WHAT THE TASK ASKS: Would you output the entries below only from the line containing "of the tree" through the line containing "of the green", exactly as they stand and with both ends included?

MATERIAL PROVIDED:
--*--

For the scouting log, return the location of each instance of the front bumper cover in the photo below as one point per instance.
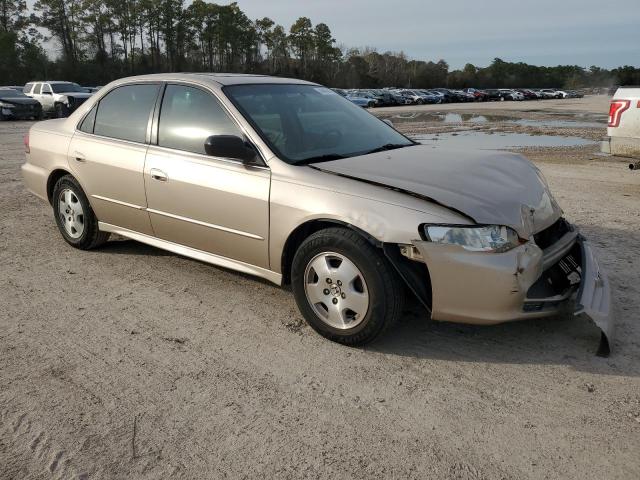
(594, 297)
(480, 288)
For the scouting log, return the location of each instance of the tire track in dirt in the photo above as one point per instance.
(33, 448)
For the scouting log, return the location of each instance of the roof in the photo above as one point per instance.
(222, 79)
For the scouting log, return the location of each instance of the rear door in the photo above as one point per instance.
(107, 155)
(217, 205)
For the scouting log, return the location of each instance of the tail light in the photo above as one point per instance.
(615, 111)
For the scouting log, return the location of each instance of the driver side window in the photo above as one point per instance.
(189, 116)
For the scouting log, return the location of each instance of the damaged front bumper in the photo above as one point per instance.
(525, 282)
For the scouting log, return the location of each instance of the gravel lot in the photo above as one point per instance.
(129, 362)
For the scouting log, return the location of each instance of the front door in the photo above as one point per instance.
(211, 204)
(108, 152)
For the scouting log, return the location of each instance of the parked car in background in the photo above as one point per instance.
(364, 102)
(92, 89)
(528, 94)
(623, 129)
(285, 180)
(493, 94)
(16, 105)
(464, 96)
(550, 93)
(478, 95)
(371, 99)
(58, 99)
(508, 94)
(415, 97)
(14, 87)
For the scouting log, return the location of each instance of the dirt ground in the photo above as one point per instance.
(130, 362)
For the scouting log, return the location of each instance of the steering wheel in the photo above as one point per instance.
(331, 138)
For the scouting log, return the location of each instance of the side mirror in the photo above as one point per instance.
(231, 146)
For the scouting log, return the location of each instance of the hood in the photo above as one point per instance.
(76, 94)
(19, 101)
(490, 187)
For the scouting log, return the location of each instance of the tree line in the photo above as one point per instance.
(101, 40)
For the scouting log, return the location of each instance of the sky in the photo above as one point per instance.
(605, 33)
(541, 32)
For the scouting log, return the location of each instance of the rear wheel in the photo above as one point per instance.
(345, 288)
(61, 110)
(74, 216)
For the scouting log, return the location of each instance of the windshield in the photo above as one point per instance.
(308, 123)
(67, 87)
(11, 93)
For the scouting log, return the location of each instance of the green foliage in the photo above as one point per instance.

--*--

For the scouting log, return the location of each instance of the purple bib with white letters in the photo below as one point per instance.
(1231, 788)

--*--

WRITTEN SOLUTION:
For the scouting log, return the location of each instance of the tree line in the photo above as one point per instance.
(101, 40)
For the scouting log, return the location of each instance of the sky in the photo above as one point per instance.
(605, 33)
(541, 32)
For the scouting log, return the location of each instance of the rear wheel in the photo above as one point per instance.
(345, 288)
(61, 110)
(74, 216)
For the scouting log, return the location of each instance of the windshield in the photo above as one point per instance.
(308, 123)
(67, 87)
(11, 93)
For the scouting log, return the location of each instance of the green foliage in the photo above as one point per instance.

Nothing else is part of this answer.